● **What the task asks**: Reproduce word for word everything in the data below from the line containing "of the overcast" down to the line containing "column 494, row 140", with both of those lines included.

— START OF Data for the task —

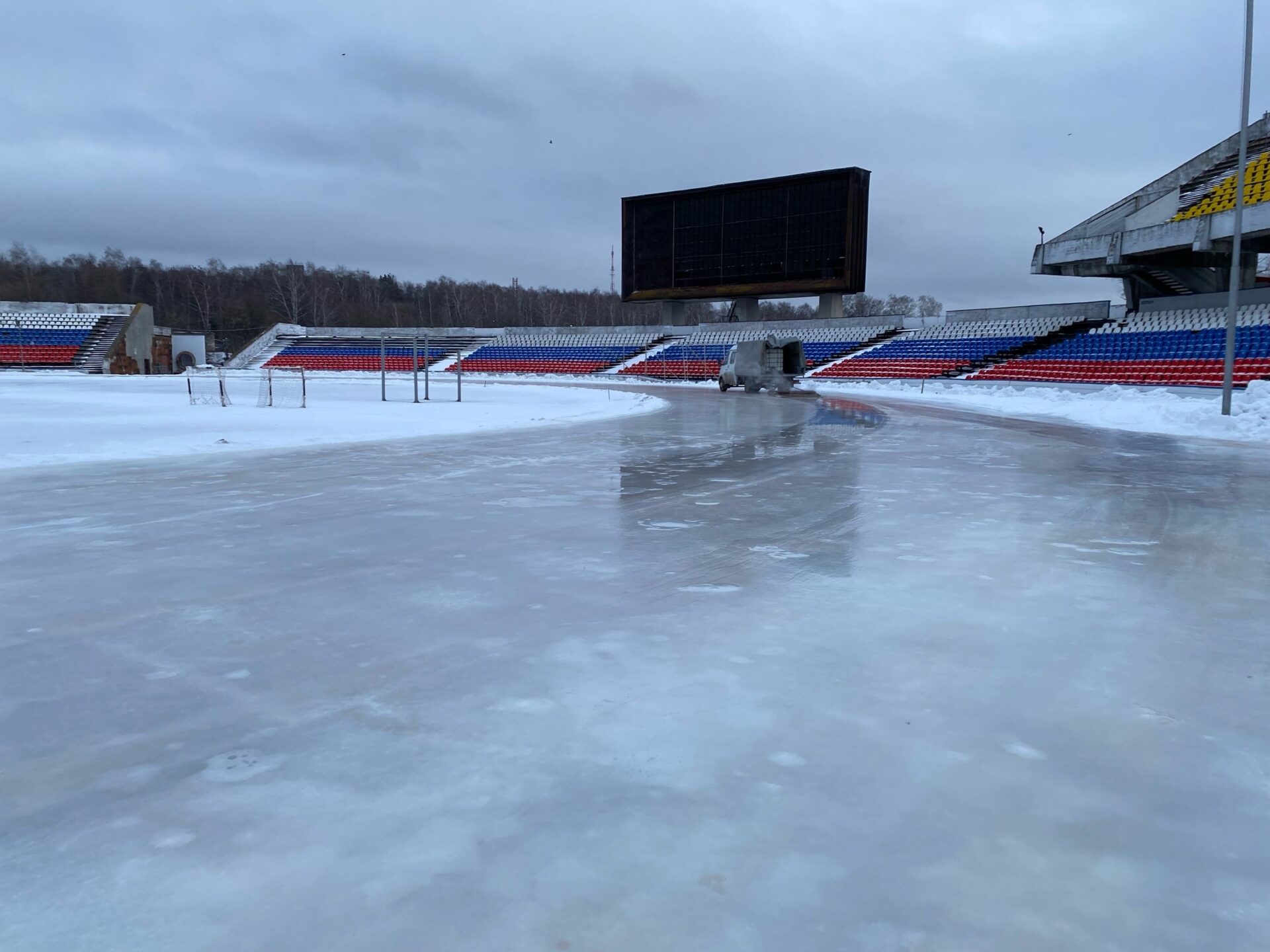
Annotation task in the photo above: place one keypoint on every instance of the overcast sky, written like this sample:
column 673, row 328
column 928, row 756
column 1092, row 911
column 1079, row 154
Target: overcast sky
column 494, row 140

— END OF Data for the task —
— START OF Data for the task —

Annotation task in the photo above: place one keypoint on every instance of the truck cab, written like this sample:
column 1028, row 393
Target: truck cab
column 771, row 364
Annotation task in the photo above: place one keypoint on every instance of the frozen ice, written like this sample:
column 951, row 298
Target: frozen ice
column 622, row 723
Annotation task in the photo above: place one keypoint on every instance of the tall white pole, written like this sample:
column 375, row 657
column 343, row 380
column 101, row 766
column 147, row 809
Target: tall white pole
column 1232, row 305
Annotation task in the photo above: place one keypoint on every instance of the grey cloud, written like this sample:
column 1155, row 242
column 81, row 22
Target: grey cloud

— END OF Data for the task —

● **Result of this task**:
Annotation task in the photo above: place one keypoint on every instance of the overcast sky, written like this sample:
column 673, row 328
column 928, row 756
column 1092, row 911
column 1079, row 154
Target: overcast sky
column 494, row 140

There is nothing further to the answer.